Records from an annotation dataset
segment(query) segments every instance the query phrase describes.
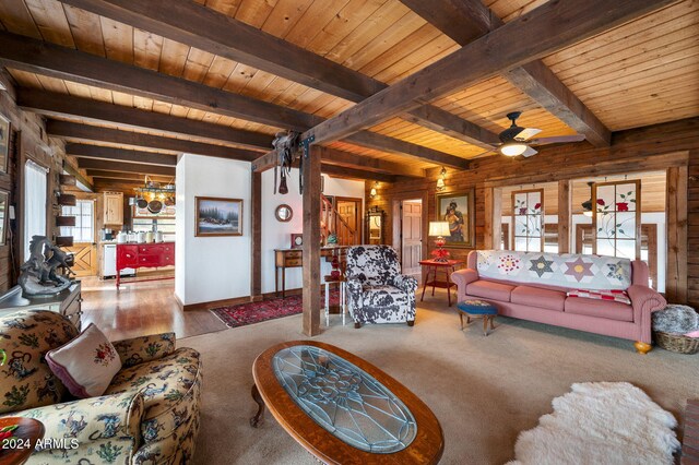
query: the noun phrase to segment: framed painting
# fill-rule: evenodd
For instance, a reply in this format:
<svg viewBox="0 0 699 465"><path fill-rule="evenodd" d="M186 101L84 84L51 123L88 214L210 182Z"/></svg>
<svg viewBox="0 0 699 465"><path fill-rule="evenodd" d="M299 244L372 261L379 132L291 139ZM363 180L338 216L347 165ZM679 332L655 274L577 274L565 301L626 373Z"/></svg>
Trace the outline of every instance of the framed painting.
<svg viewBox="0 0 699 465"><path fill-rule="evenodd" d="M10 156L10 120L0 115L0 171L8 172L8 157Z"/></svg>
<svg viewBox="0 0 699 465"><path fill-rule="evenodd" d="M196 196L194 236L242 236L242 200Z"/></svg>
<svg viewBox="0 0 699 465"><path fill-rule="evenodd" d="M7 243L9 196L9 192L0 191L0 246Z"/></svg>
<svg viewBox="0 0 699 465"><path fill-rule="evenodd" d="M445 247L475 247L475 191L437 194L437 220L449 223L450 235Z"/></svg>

* **WORK TO COMPLETE**
Output the listing verbatim from its first line through the line containing "156L10 120L0 115L0", inclusive, and omit the picture from your output.

* **THE ANSWER**
segment(query) segments every instance the query phrase describes.
query: the noun phrase to segment: framed painting
# fill-rule: evenodd
For instance, a reply in this format:
<svg viewBox="0 0 699 465"><path fill-rule="evenodd" d="M186 101L84 84L51 123L88 214L210 182Z"/></svg>
<svg viewBox="0 0 699 465"><path fill-rule="evenodd" d="M299 244L372 261L379 132L291 139ZM363 180L338 216L347 165ZM679 332L655 274L577 274L565 301L626 373Z"/></svg>
Trace the outline of every instance of the framed painting.
<svg viewBox="0 0 699 465"><path fill-rule="evenodd" d="M10 156L10 120L0 115L0 171L8 172L8 157Z"/></svg>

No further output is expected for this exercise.